■ **Selection**
** BEGIN **
Release. The Township Council shall approve, partially approve or reject the improvements, on the basis of the report from the Township Engineer, and shall notify the obligor, in writing, by certified mail, of the Engineer's report and the action of the Township Council not later than 65 days after the receipt of the notice of the obligor of the completion or substantial completion of the improvements. Failure of the Township Council to send or provide such notification to the obligor within the 65 days shall be deemed to constitute approval of the improvements, and the obligor and the surety, if any, shall be released from all liability pursuant to the performance guarantee for such improvements.
(1) 
Where partial approval is granted, the obligor shall be released from all liability pursuant to the performance guarantee for such improvements, except for that portion adequately sufficient to secure provision of the improvements not yet approved, provided that 30% of the performance guarantee posted may be retained to ensure the completion of all improvements and that the 30% may be applied against all improvements, regardless of when completed.
(2) 
If any portion of the required improvements is rejected, the obligor shall complete such improvements and, upon completion, shall notify the Township Council as specified in § 215-101D(8), and the same procedures shall be followed as in the first instance.
(3) 
Maintenance guarantees.
[Added 4-24-2018 by Ord. No. 18-07]
(a) 
The developer shall post with the Township, prior to the release of a performance guarantee required pursuant to § 215-101A(1)(a), § 215-101A(1)(c), or both, a maintenance guarantee in an amount not to exceed 15% of the cost of installation of the improvements which are being released.
(b) 
The developer shall post with the Township, upon the inspection and issuance of final approval of the following private site improvements by the Township Engineer, a maintenance guarantee in an amount not to exceed 15% of the cost of the installation of the following private site improvements: stormwater management basins, in-flow and water quality structures within the basins, and the out-flow pipes and structures of the stormwater management system, if any, which cost shall be determined according to the method of calculation set forth in section 15 of P.L. 1991, c. 256 (C. 40:55D-53.4).
(c) 
The term of the maintenance guarantee shall be for a period not to exceed two years and shall automatically expire at the established term.
F. 
Conditions and acceptance of improvements. The approval of any application for development by the Township shall in no way be construed as acceptance of any street or drainage system, or any other improvement, nor shall such approval obligate the Township in any way to exercise jurisdiction over such street or drainage system or other improvement. No improvement shall be accepted by the governing body unless and until all of the following conditions have been met:
(1) 
The Township Engineer shall have certified, in writing, that the improvements are completed and that they comply with the requirements of this chapter;
(2) 
The final application for development shall have been approved by the Board;
(3) 
The owner shall have filed with the Township Council a maintenance guarantee in accordance with this section; and
[Amended 4-24-2018 by Ord. No. 18-07]
(4) 
An as-built plan and profiles of all utilities, roads and physical features (three black-and-white prints plus a Mylar copy to be sent to the Township Engineer), with certification signed and sealed by a New Jersey licensed professional engineer as to the actual construction as approved by the Township Engineer, shall be provided.
(5)
** END **
■ **Data provided**
** BEGIN **
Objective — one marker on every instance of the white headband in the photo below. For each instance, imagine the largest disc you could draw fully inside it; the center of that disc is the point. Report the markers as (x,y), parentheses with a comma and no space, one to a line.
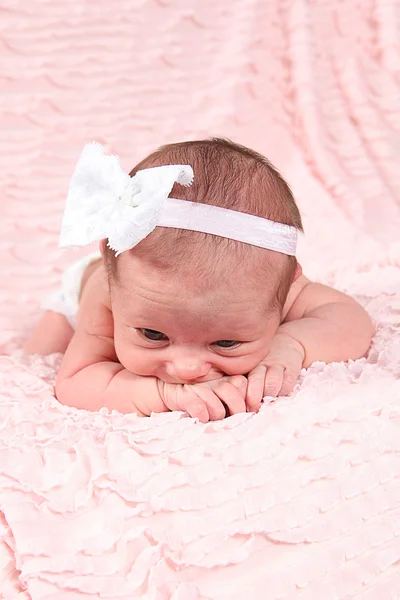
(105,202)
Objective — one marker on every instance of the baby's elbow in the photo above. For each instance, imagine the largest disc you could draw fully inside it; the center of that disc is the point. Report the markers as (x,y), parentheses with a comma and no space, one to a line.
(362,334)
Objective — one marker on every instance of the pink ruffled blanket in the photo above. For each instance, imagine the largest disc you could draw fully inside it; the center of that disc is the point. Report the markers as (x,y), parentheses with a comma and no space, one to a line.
(301,501)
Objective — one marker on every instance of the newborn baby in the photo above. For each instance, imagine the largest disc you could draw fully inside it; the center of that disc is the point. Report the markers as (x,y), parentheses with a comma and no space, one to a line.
(190,306)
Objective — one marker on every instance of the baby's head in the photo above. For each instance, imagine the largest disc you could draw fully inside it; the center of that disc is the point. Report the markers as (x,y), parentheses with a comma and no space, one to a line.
(191,306)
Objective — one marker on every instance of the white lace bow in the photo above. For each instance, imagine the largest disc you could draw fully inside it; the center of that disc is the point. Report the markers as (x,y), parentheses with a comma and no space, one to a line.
(105,202)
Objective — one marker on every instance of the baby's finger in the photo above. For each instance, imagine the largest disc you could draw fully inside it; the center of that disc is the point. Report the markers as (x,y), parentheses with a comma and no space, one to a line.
(255,388)
(289,381)
(274,380)
(194,406)
(215,408)
(240,383)
(231,397)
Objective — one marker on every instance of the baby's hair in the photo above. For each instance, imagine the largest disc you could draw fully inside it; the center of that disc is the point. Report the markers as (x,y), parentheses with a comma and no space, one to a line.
(231,176)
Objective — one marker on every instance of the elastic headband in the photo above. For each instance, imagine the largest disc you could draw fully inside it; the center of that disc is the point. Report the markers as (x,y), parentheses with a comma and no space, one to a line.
(105,202)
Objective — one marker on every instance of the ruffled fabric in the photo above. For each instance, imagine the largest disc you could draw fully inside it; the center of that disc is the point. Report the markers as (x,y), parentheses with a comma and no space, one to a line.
(301,501)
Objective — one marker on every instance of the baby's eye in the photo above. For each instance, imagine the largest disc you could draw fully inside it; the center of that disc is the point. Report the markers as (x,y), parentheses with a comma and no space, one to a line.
(153,335)
(226,343)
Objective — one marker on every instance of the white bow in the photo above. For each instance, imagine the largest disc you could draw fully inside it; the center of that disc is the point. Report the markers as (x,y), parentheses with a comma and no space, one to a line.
(105,202)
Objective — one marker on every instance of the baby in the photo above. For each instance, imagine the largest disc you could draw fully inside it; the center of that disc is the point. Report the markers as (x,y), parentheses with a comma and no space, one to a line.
(196,302)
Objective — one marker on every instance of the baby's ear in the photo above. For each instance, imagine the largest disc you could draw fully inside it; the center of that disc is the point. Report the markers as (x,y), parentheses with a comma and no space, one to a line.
(298,273)
(102,247)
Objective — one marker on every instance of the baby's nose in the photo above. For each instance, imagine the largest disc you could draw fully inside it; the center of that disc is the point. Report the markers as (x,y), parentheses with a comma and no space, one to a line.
(187,368)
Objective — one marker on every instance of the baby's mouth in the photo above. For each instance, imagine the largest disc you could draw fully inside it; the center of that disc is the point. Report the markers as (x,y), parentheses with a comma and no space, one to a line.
(209,377)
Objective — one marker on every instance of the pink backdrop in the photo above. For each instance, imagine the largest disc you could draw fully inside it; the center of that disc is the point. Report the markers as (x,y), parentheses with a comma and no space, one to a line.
(313,84)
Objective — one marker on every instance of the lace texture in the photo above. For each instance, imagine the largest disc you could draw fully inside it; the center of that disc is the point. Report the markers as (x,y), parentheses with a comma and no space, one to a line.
(105,202)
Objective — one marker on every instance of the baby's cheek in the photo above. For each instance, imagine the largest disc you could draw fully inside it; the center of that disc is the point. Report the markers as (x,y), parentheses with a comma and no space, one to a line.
(242,364)
(132,357)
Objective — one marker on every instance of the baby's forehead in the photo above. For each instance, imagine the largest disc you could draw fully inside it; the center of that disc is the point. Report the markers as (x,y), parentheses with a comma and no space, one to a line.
(146,291)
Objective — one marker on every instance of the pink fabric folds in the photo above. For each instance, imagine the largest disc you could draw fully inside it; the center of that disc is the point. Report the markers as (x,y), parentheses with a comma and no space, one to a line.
(301,501)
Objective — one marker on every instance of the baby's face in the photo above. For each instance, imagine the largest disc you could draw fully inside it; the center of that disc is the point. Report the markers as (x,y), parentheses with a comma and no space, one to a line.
(167,328)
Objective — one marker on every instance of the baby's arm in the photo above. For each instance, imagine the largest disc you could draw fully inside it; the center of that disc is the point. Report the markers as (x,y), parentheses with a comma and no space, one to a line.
(322,324)
(329,325)
(91,376)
** END **
■ **Requirements**
[1] In the township ordinance, what is the maximum term of a maintenance guarantee?
[2] Copy from the township ordinance the part that begins with the words "If any portion" and ends with "Maintenance guarantees.".
The rows are separate material with no connection to the township ordinance.

■ **Responses per task**
[1] A period not to exceed two years.

[2]
If any portion of the required improvements is rejected, the obligor shall complete such improvements and, upon completion, shall notify the Township Council as specified in § 215-101D(8), and the same procedures shall be followed as in the first instance.
(3) 
Maintenance guarantees.